| Excerpts from a detection dataset |
------------------------------
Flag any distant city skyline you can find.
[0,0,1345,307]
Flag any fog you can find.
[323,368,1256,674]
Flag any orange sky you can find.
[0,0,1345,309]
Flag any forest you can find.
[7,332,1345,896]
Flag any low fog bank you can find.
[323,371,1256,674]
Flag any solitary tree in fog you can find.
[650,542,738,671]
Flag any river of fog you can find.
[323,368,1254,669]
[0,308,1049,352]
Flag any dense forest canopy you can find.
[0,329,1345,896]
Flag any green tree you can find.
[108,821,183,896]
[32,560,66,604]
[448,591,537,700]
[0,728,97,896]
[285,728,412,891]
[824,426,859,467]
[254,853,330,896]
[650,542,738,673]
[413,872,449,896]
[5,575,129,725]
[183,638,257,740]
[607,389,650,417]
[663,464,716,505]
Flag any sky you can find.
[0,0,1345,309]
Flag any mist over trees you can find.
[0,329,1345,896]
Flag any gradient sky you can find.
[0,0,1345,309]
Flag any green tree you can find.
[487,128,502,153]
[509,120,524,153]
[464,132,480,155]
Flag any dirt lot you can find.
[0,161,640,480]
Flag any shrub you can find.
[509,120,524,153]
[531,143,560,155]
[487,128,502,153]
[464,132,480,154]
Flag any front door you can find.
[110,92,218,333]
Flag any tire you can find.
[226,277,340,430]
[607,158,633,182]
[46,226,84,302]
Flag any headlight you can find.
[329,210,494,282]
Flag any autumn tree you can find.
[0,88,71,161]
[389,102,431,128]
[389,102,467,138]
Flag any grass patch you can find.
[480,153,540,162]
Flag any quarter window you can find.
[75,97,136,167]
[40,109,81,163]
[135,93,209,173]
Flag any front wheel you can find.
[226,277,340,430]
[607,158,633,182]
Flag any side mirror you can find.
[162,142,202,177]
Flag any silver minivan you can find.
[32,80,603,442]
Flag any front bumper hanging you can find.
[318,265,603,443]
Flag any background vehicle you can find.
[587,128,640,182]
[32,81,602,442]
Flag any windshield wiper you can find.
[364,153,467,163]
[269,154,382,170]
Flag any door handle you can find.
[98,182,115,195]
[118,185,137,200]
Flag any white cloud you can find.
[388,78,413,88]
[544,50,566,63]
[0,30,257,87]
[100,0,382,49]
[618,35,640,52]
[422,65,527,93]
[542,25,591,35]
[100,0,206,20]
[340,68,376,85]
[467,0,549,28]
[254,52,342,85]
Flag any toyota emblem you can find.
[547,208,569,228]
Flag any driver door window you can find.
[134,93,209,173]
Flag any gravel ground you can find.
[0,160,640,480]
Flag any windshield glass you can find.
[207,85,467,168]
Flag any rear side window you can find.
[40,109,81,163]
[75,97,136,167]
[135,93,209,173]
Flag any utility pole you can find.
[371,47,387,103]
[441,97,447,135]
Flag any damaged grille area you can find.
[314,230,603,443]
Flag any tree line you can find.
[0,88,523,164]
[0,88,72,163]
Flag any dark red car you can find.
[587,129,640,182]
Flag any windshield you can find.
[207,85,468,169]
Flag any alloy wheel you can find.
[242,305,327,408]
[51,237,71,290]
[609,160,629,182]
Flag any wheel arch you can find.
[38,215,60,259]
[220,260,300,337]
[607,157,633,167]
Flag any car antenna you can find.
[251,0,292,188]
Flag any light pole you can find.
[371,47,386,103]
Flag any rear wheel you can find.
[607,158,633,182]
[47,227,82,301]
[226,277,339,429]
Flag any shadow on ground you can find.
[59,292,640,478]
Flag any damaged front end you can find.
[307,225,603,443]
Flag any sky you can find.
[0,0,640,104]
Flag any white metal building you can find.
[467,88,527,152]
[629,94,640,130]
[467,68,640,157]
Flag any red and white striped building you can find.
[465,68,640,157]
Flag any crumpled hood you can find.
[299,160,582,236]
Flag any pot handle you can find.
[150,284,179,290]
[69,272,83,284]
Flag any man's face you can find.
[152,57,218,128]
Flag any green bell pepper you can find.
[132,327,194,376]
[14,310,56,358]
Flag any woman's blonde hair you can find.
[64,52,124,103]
------------------------------
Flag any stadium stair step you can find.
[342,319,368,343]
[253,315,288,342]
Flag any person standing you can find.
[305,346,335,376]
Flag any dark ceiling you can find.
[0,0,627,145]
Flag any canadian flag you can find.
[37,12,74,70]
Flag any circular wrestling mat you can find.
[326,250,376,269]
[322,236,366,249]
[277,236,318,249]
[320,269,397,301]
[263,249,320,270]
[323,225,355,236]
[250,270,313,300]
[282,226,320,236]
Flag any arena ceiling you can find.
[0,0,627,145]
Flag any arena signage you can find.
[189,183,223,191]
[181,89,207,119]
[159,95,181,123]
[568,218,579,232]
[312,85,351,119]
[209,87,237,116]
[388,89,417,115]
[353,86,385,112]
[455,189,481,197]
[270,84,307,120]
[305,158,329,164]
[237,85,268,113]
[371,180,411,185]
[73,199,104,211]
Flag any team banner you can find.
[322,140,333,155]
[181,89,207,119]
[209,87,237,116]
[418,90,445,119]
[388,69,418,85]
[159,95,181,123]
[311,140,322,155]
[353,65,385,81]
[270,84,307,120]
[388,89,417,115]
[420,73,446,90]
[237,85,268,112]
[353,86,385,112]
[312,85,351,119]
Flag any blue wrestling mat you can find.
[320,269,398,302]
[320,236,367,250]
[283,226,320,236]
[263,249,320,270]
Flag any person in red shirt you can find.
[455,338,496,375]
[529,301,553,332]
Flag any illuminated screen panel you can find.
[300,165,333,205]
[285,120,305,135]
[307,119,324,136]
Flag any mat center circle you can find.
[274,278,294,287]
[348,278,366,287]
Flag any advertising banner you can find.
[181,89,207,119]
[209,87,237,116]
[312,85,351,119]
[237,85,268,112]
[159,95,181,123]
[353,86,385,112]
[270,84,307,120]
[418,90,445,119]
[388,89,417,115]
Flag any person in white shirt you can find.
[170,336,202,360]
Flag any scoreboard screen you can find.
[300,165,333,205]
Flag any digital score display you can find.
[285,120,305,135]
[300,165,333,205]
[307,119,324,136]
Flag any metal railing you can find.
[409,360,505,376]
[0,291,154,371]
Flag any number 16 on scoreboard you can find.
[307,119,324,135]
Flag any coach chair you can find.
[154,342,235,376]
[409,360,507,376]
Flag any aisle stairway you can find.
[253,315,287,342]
------------------------------
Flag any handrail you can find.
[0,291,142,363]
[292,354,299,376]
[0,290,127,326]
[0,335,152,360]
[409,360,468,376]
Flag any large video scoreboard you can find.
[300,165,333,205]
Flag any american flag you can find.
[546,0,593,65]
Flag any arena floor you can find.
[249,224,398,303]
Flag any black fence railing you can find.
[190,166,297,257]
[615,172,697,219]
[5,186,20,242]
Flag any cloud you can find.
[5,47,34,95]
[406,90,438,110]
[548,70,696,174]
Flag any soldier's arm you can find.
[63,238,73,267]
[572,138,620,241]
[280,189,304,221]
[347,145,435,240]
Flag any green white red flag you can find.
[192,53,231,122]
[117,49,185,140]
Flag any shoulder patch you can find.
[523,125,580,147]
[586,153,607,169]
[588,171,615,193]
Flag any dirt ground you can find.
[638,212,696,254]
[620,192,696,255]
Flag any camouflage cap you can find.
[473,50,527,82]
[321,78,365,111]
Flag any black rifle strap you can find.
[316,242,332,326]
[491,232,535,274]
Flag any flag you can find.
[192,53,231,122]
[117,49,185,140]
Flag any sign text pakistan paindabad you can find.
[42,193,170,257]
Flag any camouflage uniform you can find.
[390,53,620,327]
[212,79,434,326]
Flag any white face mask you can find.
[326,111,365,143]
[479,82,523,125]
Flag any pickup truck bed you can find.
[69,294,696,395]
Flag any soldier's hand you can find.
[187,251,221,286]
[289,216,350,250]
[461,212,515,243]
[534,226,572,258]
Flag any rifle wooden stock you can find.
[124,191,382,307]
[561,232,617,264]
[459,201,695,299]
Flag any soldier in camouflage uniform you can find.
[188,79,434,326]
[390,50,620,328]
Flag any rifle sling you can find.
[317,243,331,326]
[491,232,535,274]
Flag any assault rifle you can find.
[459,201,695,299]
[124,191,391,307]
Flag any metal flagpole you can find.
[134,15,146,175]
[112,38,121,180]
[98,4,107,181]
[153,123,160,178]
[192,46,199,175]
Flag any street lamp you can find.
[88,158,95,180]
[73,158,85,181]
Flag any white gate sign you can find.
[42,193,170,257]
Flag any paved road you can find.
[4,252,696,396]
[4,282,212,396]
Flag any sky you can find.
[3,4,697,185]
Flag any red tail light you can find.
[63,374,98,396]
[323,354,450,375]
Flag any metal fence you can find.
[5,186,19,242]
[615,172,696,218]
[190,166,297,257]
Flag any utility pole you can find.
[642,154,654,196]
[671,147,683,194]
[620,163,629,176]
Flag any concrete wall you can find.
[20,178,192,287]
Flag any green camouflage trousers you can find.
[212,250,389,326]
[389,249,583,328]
------------------------------
| GIVEN TASK |
Please format the stretch of lines from the one containing "Flag any team banner you can find." through the one containing "[253,315,287,342]", both included, as a numbered list with blank lines left out.

| FULL SOLUTION |
1. Flag any team banner you can find.
2. [322,140,333,155]
3. [181,89,207,119]
4. [209,87,237,116]
5. [418,90,445,119]
6. [388,69,418,85]
7. [159,95,181,123]
8. [311,140,322,155]
9. [353,65,385,81]
10. [270,84,307,120]
11. [388,89,417,115]
12. [420,73,446,90]
13. [237,85,268,112]
14. [353,86,385,112]
15. [312,85,351,119]
16. Flag any blue wrestling mat you can find.
17. [320,269,398,302]
18. [320,236,367,250]
19. [283,226,320,236]
20. [263,249,320,270]
21. Flag any person in red shirt you can find.
22. [455,338,496,375]
23. [529,301,553,332]
24. Flag any illuminated screen panel you can find.
25. [300,165,333,205]
26. [285,120,305,135]
27. [307,119,324,136]
28. Flag any mat center circle you can find.
29. [274,278,294,287]
30. [348,278,366,287]
31. Flag any advertising banner you can find.
32. [181,89,207,119]
33. [209,87,237,116]
34. [312,85,351,119]
35. [237,85,268,112]
36. [159,95,181,123]
37. [353,86,385,112]
38. [270,84,307,120]
39. [418,90,445,119]
40. [388,89,417,115]
41. Flag any person in white shirt you can find.
42. [170,336,202,360]
43. Flag any scoreboard screen you can find.
44. [300,165,333,205]
45. Flag any digital score display you can find.
46. [285,120,305,135]
47. [300,165,333,205]
48. [307,119,324,136]
49. Flag any metal railing you can find.
50. [409,360,505,376]
51. [0,291,154,371]
52. Flag any number 16 on scoreboard you can find.
53. [307,119,324,135]
54. Flag any coach chair you can find.
55. [154,342,235,376]
56. [409,360,507,376]
57. Flag any aisle stairway you can find.
58. [253,315,287,342]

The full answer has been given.